──────── Verilen alıntı ────────

Bu İskoç Köyleri Öylesine Güzeller Ki Bu Dünyaya Ait Değilmiş Gibi Görünüyorlar

Iskoçya’nın birçok büyük ve yadsınamayacak şekilde güzel şehri olduğunu biliyoruz. İster Edinburgh’un Eski ve Yeni Şehir’leri olsun, ister Glasgow’un Tüccar Şehri mahallesi, tarihi mimari parke taşlı sokakları, ortaçağdan kalma kalesi, 18. Yüzyıl depoları ve diğer birçok özelliğiyle ziyaretçilere çeşitli yüzyıllara dair bir bakış sunuyor. Ama İskoçya’nın asıl cazibesi şehir merkezlerinde saklı değil- bunun için kırsal kesimlerine bakmanız gerekiyor. 

Kelt ulusunun vahşi, girintili çıkıntılı ve yeşil manzaraları modern hayatın curcunasından uzak, muhteşem köylerle bezenmiş durumda ve buralar ziyaretçilere yalnızca huzur ve dinginlik sağlamakla kalmıyor aynı zamanda Outlander’in en iyi sezonlarına rakip olabilecek ölçüde bir zamanda yolculuk deneyimi de vaat ediyor. Ücra St. Kilda takımadasındaki yerleşimsiz bir köyden İskoçya Sınırları’ndaki minik bir balıkçı kasabasına işte sizi eski İskoçya’ya götürecek yedi muazzam yer.


Crovie, Aberdeenshire

Crovie, Aberdeenshire

Suya yakın olmak istiyorsanız sizi Crovie’den daha fazla suya yaklaştırabilecek yalnızca birkaç köy bulabilirsiniz. Kuzey Denizi’nin kenarındaki yeşilliklerin ve yeşil tepelerin tam dibine konuşlanmış halde bulunan bu minik balıkçı kasabası bu dünyaya ait değilmiş gibi görünüyor. Açık bir biçimde bu köyün etrafından arabayla geçmenizin bir yolu yok (zaten bunu istemezsiniz de), bu nedenle de köyün sakinlerinin yaptığı gibi arabanızı ya tepelerin üzerindeki seyir yerine ya da bu muhteşem İskoç köyüne çıkan dik ve yegane yoldan hemen önceki park yerine bırakmanız gerekiyor. Bu köye gidiş ve geliş yolu son derece dik ama bu Crovie’yi olanca güzelliğiyle görebilmek için katlanmanız gereken bir şey. Burası “Avrupa’daki en iyi muhafaza edilmiş balıkçı kasabası ve aynı zamanda İskoçya’daki en dar tepe ve kıyı aralığına sahip yer” olarak adlandırılmış, bu nedenle de bunu aklınızda bulundurmanız gerekiyor. Crovie’nin tam karşısında Gardenville isminde başka bir harika manzaraya sahip köy daha bulunuyor ve burada gece konaklama için bir sürü seçenek bulabiliyorsunuz. Görecekleriniz karşısında çok hoşnut kalacağınızdan eminiz ama St. John Kilisesi gibi miras alanlarını, incelenecek sanat galerilerini ve sahili şenlendiren yunuslar gibi şaşırtıcı yaban hayatını görmek için Gardenstown’u ziyaret edin.

────────

■ Görev listesi
- a) İskoç köyleri yazısına göre şu soruları yanıtlayın:
(i) Glasgow'un hangi mahallesi anılıyor?
(ii) Yazıda kaç yer tanıtılacağı söyleniyor?
(iii) Crovie hangi denizin kenarında yer alıyor?
- b) İskoç köyleri yazısını "Bu İskoç Köyleri" sözlerinin bulunduğu yerden başlayıp "kesimlerine bakmanız gerekiyor." sözlerinden sonra bitirerek yeniden yazın ve "Glasgow" adını "Dundee" ile değiştirin.
- c) İskoç köyleri yazısını son cümlesinden sonra devam ettirin.

──────── Öğeler ────────

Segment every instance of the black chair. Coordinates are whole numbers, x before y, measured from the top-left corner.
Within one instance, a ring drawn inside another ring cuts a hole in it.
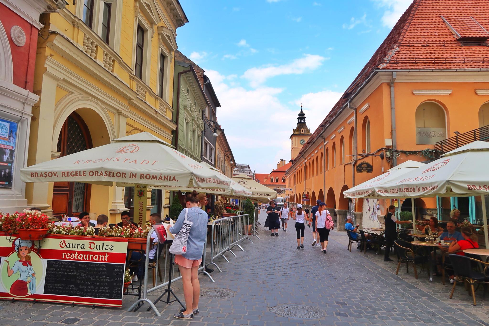
[[[354,239],[353,238],[353,236],[352,235],[352,233],[355,233],[357,235],[356,235],[356,239]],[[359,242],[360,243],[360,248],[361,248],[361,242],[362,242],[362,240],[361,239],[361,237],[358,237],[358,235],[359,235],[359,234],[358,234],[358,233],[356,233],[356,232],[354,232],[353,231],[350,231],[349,230],[346,230],[346,234],[348,234],[348,246],[346,248],[347,250],[350,250],[350,252],[352,252],[352,243],[358,243],[358,242]]]
[[[367,244],[369,244],[371,245],[377,245],[378,246],[378,250],[377,251],[377,254],[380,252],[380,241],[381,238],[377,234],[374,234],[371,233],[368,234],[370,234],[374,238],[373,239],[367,239],[367,237],[365,236],[365,232],[362,230],[359,230],[360,232],[360,235],[362,237],[362,241],[363,242],[363,255],[365,254],[365,252],[367,250]]]
[[[489,263],[453,254],[450,254],[448,257],[452,263],[455,276],[455,281],[453,282],[453,287],[450,293],[450,299],[453,296],[457,282],[464,280],[470,285],[470,294],[472,294],[474,305],[476,305],[474,284],[476,283],[484,284],[485,294],[486,285],[489,284]]]
[[[409,273],[409,264],[412,264],[414,269],[414,277],[418,279],[418,269],[416,265],[419,264],[422,265],[428,261],[428,257],[420,255],[418,252],[415,252],[410,242],[400,239],[394,240],[394,251],[399,258],[396,275],[397,275],[399,273],[399,268],[400,267],[401,263],[406,263],[406,273]]]

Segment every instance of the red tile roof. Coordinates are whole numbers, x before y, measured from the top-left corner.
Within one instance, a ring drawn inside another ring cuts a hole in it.
[[[464,46],[454,37],[442,16],[451,18],[459,28],[462,25],[459,23],[473,17],[489,31],[488,0],[414,0],[303,146],[297,158],[377,71],[489,68],[489,47]],[[459,20],[453,17],[459,17]],[[474,32],[473,27],[471,23],[461,31],[469,35]]]

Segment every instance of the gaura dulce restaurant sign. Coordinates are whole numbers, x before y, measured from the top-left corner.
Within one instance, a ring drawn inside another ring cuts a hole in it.
[[[0,299],[122,306],[127,239],[49,234],[39,244],[0,234]]]

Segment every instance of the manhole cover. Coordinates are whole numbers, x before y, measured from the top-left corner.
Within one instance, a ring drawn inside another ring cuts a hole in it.
[[[211,299],[226,299],[234,296],[234,292],[225,289],[207,287],[200,289],[200,296]]]
[[[296,319],[317,319],[324,316],[321,309],[302,304],[284,304],[271,308],[270,311],[284,317]]]
[[[63,324],[75,324],[77,322],[80,321],[80,318],[67,318],[65,320],[62,321]]]

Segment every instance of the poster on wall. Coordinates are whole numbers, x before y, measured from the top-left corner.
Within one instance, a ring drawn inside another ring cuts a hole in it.
[[[12,188],[17,124],[0,118],[0,188]]]
[[[127,239],[0,235],[0,298],[122,305]]]

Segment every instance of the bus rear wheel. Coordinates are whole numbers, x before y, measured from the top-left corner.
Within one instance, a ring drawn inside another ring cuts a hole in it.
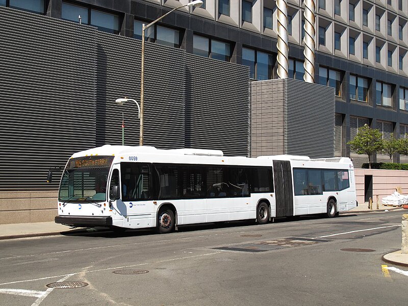
[[[333,218],[337,215],[337,210],[336,209],[336,201],[333,199],[329,200],[327,203],[327,212],[326,215],[328,218]]]
[[[160,234],[171,233],[174,230],[174,214],[171,209],[161,211],[157,220],[158,232]]]
[[[265,202],[260,203],[257,208],[257,221],[260,224],[264,224],[269,221],[269,208]]]

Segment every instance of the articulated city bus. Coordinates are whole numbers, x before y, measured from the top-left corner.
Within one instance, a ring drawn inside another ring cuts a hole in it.
[[[75,153],[55,222],[112,229],[325,214],[356,205],[350,159],[223,156],[221,151],[104,145]]]

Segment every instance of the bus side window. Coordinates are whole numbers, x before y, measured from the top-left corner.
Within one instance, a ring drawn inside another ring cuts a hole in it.
[[[120,194],[120,192],[119,190],[120,189],[119,188],[119,170],[117,169],[114,169],[112,172],[112,177],[111,177],[111,184],[110,186],[110,188],[109,191],[109,197],[111,199],[114,199],[115,197],[113,196],[112,187],[114,186],[117,186],[119,194]]]
[[[305,169],[293,169],[293,185],[295,195],[306,195],[309,194],[307,171]]]

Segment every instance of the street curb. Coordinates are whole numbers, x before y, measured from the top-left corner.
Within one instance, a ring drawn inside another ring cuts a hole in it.
[[[385,257],[385,256],[387,256],[389,254],[391,254],[391,253],[387,253],[387,254],[384,254],[381,258],[381,260],[383,262],[386,262],[388,264],[391,264],[392,265],[395,265],[396,266],[401,266],[401,267],[408,267],[408,264],[405,264],[404,263],[393,261],[390,259],[387,259]]]
[[[402,207],[390,207],[390,208],[385,208],[384,209],[380,209],[378,210],[368,210],[368,211],[349,211],[348,212],[341,212],[340,215],[350,215],[352,214],[361,214],[364,213],[384,213],[386,210],[388,211],[394,211],[397,209],[404,209]]]
[[[8,240],[11,239],[18,239],[19,238],[29,238],[32,237],[41,237],[45,236],[58,236],[66,234],[81,234],[88,233],[86,230],[72,230],[72,231],[63,231],[62,232],[52,232],[49,233],[39,233],[35,234],[22,234],[21,235],[13,235],[5,236],[0,236],[0,240]]]

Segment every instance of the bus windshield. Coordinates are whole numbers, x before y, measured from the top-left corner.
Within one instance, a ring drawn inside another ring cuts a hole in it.
[[[108,175],[113,157],[71,159],[61,178],[58,199],[72,202],[106,200]]]

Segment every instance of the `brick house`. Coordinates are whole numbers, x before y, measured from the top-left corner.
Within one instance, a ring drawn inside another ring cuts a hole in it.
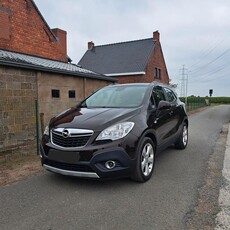
[[[115,79],[71,64],[66,32],[50,29],[33,0],[1,0],[0,20],[1,158],[36,147],[35,100],[46,124]]]
[[[160,34],[142,40],[95,46],[88,50],[78,65],[106,76],[118,83],[160,81],[169,84],[169,76],[160,44]]]

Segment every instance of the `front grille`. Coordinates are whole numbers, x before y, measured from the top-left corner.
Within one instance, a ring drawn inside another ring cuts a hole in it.
[[[94,172],[89,165],[86,164],[68,164],[57,161],[52,161],[47,159],[45,164],[52,166],[54,168],[59,168],[68,171],[77,171],[77,172]]]
[[[51,132],[51,140],[52,143],[64,147],[64,148],[76,148],[83,147],[87,144],[91,137],[91,133],[86,134],[78,134],[78,133],[70,133],[68,137],[64,137],[62,132],[53,130]]]

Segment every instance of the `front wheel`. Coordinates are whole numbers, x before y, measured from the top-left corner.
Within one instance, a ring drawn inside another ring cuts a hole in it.
[[[175,147],[177,149],[185,149],[187,144],[188,144],[188,125],[184,123],[181,134],[178,140],[175,142]]]
[[[155,145],[153,141],[145,137],[137,149],[137,159],[132,179],[139,182],[149,180],[153,173],[155,163]]]

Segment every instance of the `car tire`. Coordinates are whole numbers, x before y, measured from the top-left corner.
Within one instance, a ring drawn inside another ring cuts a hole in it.
[[[153,141],[144,137],[137,148],[137,159],[131,179],[138,182],[145,182],[152,176],[155,163],[155,145]]]
[[[188,125],[183,124],[183,128],[178,140],[175,142],[175,147],[177,149],[185,149],[188,144]]]

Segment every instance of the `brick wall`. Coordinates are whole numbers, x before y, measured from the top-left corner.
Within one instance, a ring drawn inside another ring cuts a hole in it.
[[[65,31],[55,39],[31,0],[1,0],[0,20],[1,49],[67,62]]]
[[[95,90],[110,82],[62,74],[37,72],[0,65],[0,157],[10,154],[35,154],[36,115],[44,114],[44,125],[50,118],[76,105]],[[60,91],[53,98],[51,91]],[[69,91],[75,98],[69,98]],[[39,119],[39,131],[41,123]]]
[[[36,96],[34,71],[0,66],[0,155],[34,146]]]
[[[161,80],[155,77],[155,68],[161,70]],[[139,82],[152,82],[159,81],[169,84],[169,77],[167,67],[164,61],[163,52],[160,43],[157,42],[154,52],[150,55],[148,64],[145,69],[145,75],[129,75],[117,77],[118,83],[139,83]]]
[[[44,114],[44,124],[63,112],[75,106],[78,102],[110,82],[93,80],[76,76],[40,72],[38,74],[39,113]],[[59,90],[59,97],[52,97],[52,89]],[[69,91],[75,91],[75,98],[69,98]]]

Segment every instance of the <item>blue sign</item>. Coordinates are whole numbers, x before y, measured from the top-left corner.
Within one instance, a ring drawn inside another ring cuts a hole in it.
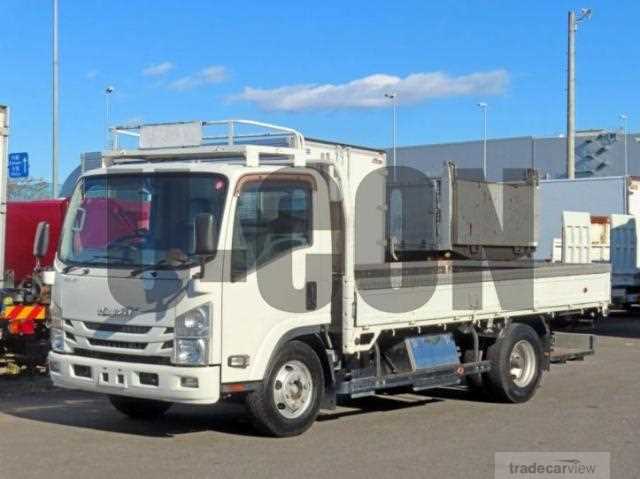
[[[9,153],[9,177],[29,176],[29,153]]]

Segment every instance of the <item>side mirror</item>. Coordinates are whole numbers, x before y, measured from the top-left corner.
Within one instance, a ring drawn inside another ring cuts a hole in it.
[[[218,221],[211,213],[196,216],[195,254],[212,256],[218,249]]]
[[[36,227],[36,234],[33,238],[33,256],[38,259],[44,258],[49,251],[49,223],[41,221]]]

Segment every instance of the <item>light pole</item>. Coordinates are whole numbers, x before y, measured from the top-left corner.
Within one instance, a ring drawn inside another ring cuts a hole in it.
[[[627,147],[627,137],[629,136],[629,115],[620,115],[622,120],[622,134],[624,135],[624,176],[629,174],[629,149]]]
[[[51,117],[51,196],[58,196],[58,0],[53,0],[52,117]]]
[[[487,108],[489,105],[482,101],[478,103],[478,106],[482,109],[483,116],[483,134],[482,134],[482,178],[487,179]]]
[[[393,179],[396,178],[396,147],[398,143],[398,94],[385,93],[385,98],[391,100],[393,105]]]
[[[109,135],[109,125],[111,124],[111,94],[115,91],[113,86],[109,85],[104,89],[104,130],[106,134],[105,148],[111,149],[111,135]]]
[[[576,18],[576,12],[569,12],[567,47],[567,178],[576,176],[576,30],[578,23],[591,18],[591,9],[583,8]]]

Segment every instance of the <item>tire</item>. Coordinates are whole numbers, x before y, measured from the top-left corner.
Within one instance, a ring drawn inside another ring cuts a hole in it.
[[[543,346],[531,326],[512,323],[489,347],[487,359],[491,369],[483,383],[493,399],[522,403],[533,397],[542,379]]]
[[[149,421],[158,419],[173,405],[170,402],[138,399],[125,396],[109,396],[114,408],[131,419]]]
[[[318,355],[307,344],[291,341],[271,360],[262,385],[247,395],[246,405],[262,433],[297,436],[316,420],[323,394]]]

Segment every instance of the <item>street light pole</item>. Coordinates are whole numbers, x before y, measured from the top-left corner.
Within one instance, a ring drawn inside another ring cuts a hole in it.
[[[104,130],[105,130],[105,148],[111,149],[111,135],[109,134],[109,126],[111,125],[111,94],[115,91],[111,85],[104,89]]]
[[[489,105],[486,102],[478,103],[478,106],[482,109],[483,116],[483,134],[482,134],[482,178],[487,179],[487,108]]]
[[[627,146],[627,138],[629,136],[629,115],[626,113],[620,115],[622,120],[622,133],[624,134],[624,176],[629,174],[629,149]]]
[[[51,196],[58,196],[58,0],[53,0],[53,78],[52,78],[52,118],[51,118]]]
[[[591,9],[583,8],[576,18],[576,12],[569,12],[567,41],[567,178],[576,176],[576,31],[578,23],[591,18]]]
[[[393,178],[396,177],[396,148],[398,144],[398,94],[397,93],[385,93],[385,98],[391,100],[393,105]]]

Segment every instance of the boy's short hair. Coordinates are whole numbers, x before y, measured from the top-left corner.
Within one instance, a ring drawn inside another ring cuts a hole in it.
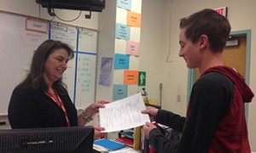
[[[199,41],[201,35],[207,35],[210,48],[214,53],[224,50],[231,29],[227,18],[210,8],[182,18],[179,27],[186,28],[185,36],[193,43]]]

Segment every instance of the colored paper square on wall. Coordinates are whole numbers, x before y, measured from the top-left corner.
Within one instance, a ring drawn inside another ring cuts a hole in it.
[[[124,84],[137,85],[138,71],[125,70]]]
[[[139,42],[134,41],[126,41],[126,54],[139,55]]]
[[[127,25],[130,26],[141,27],[142,14],[135,12],[127,13]]]
[[[117,7],[124,8],[124,9],[131,10],[131,0],[118,0]]]
[[[146,86],[146,72],[139,71],[138,73],[138,86]]]
[[[114,54],[114,69],[129,69],[130,56],[127,54]]]
[[[116,24],[115,37],[118,39],[130,40],[131,27],[124,24]]]
[[[113,99],[118,100],[127,97],[127,85],[113,84]]]
[[[112,63],[113,58],[102,58],[99,84],[103,86],[110,86],[112,78]]]

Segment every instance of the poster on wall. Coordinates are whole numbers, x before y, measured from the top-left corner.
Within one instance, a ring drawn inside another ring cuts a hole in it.
[[[99,84],[110,86],[112,78],[112,63],[113,58],[102,58]]]

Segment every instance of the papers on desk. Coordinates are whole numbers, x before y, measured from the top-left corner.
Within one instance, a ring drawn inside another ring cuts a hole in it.
[[[148,114],[141,113],[145,109],[146,106],[140,93],[105,105],[105,108],[99,110],[101,127],[105,128],[102,133],[144,125],[146,122],[150,122]]]
[[[140,153],[140,152],[141,151],[134,150],[133,148],[125,147],[118,150],[110,151],[109,153]]]
[[[108,150],[116,150],[121,148],[125,147],[125,144],[122,143],[118,143],[111,139],[102,139],[94,141],[93,143],[94,149],[96,150],[101,150],[101,151],[108,151]],[[105,149],[105,150],[104,150]]]

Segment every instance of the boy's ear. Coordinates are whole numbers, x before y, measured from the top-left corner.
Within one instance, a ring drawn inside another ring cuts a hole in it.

────────

■ Yanıtlar
- a)
(i) Tüccar Şehri
(ii) Yedi
(iii) Kuzey Denizi

- b)
Bu İskoç Köyleri Öylesine Güzeller Ki Bu Dünyaya Ait Değilmiş Gibi Görünüyorlar

Iskoçya’nın birçok büyük ve yadsınamayacak şekilde güzel şehri olduğunu biliyoruz. İster Edinburgh’un Eski ve Yeni Şehir’leri olsun, ister Dundee’un Tüccar Şehri mahallesi, tarihi mimari parke taşlı sokakları, ortaçağdan kalma kalesi, 18. Yüzyıl depoları ve diğer birçok özelliğiyle ziyaretçilere çeşitli yüzyıllara dair bir bakış sunuyor. Ama İskoçya’nın asıl cazibesi şehir merkezlerinde saklı değil- bunun için kırsal kesimlerine bakmanız gerekiyor.

- c)
Luss, Argyll ve Bute

Luss, Argyll ve Bute

Luss turistler tarafından akına uğruyor olabilir ama bu durumun gözünüzü korkutmasına izin vermeyin- çok geçmeden bu turistlerin orada olmak için iyi bir sebeplerinin olduğunu anlayacaksınız. Bu köyün daha önce yalnızca televizyonda görme şansı yakaladığınız, sokaklarda sıra sıra bulunan ve muhteşem görünen 18. Ve 19. Yüzyıldan kalma kumtaşı ve sleyt köy evleriyle İskoç kırsal yaşamına dair bir klişe olduğunu bile söyleyebilirsiniz. Burayı ilkbahar ya da yaz aylarında ziyaret ederseniz zaten cennet gibi görünen bu manzaraya başka bir romantik dokunuş daha ekleniyor: evlerin ön bahçelerinde ve cephelerinde açan çiçekler. Sokaklarda yürüyüş yaptıktan ve gülleri kokladıktan sonra muhteşem tavanına ve boyanmış camlı pencerelerine bakmak için bölgedeki 19. Yüzyıldan kalma kiliseye gidin. Burada ayrıca antik mezartaşlarına sahip bir mezarlıkla da karşılaşacaksınız- buraya aslında Orta Çağ’da yerleşilmiş. Köy Loch Lomond’un kıyısına konuşlanmış ve Loch Lomond’la Trossachs Ulusal Parkı’nda bulunuyor bu nedenle de barındırdığı manzaralar özellikle de köyün rıhtımından bakıldığında gerçekten nefes kesici.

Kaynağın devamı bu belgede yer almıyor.